- EXERCISE TASK:
Which lines of the data below contain the word "bird"? List each of them in full.

═══ DATA

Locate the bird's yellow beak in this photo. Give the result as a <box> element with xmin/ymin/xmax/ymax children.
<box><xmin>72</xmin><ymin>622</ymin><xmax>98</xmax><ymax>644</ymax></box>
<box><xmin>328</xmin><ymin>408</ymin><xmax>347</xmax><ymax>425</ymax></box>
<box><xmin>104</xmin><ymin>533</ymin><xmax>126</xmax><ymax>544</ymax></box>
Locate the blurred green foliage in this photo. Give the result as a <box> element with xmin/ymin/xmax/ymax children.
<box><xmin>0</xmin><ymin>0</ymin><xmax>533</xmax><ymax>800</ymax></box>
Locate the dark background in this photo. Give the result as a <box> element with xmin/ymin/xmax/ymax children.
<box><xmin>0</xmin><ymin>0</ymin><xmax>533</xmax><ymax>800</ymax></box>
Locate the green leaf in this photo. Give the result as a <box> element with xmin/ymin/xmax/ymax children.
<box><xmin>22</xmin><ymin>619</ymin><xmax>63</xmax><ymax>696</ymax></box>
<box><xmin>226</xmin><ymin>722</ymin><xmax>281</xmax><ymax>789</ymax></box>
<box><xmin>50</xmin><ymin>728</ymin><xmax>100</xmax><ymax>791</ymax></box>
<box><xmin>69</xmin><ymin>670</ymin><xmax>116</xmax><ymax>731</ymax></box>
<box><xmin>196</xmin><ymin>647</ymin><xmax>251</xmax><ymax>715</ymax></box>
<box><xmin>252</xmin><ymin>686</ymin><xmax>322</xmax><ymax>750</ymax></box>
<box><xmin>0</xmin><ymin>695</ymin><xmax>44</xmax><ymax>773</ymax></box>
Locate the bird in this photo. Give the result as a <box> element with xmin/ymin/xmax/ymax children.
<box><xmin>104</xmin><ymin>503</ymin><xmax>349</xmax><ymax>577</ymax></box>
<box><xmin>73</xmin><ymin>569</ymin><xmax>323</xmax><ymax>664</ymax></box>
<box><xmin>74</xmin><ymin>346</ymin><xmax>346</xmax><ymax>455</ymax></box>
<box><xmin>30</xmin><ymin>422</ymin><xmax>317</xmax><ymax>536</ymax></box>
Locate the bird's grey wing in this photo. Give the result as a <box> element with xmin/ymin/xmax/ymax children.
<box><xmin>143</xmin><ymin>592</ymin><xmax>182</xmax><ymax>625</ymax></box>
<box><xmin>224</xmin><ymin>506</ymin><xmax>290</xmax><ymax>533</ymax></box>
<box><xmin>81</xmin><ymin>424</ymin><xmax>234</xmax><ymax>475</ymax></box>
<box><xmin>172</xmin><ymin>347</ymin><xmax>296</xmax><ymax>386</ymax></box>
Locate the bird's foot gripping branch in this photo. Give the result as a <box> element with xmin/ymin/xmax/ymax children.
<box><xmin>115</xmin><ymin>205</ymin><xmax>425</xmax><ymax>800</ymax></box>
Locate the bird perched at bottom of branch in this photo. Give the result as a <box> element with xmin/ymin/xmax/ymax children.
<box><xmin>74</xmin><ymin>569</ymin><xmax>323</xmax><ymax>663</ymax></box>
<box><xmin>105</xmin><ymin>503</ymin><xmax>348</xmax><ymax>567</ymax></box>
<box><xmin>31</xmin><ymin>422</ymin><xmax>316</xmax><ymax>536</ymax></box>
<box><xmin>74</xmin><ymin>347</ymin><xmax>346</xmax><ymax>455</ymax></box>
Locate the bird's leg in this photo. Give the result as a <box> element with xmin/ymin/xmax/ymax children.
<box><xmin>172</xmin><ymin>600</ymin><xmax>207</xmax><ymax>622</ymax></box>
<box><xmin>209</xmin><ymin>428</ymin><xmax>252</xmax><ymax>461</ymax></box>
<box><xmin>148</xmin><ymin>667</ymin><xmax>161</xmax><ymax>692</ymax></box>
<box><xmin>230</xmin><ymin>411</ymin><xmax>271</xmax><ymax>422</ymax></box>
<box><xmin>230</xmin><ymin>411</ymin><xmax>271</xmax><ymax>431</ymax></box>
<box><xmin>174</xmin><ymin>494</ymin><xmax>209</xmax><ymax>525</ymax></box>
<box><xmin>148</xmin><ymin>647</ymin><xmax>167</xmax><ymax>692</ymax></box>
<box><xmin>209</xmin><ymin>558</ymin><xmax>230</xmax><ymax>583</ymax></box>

══════

- SOLUTION TO THIS TASK:
Locate the bird's yellow beak in this photo. Give the result as a <box> element with xmin/ymin/xmax/ymax children.
Locate the bird in this photo. Give the result as a <box> element with xmin/ymin/xmax/ymax children.
Locate the bird's grey wing in this photo. Give the result as a <box> element with xmin/ymin/xmax/ymax children.
Locate the bird's foot gripping branch in this photo. Give the result as a <box> element with xmin/ymin/xmax/ymax children.
Locate the bird perched at bottom of branch in this photo. Give the result as a <box> element with xmin/ymin/xmax/ymax children.
Locate the bird's leg in this photo. Give the result as a <box> element with xmin/ymin/xmax/ymax children.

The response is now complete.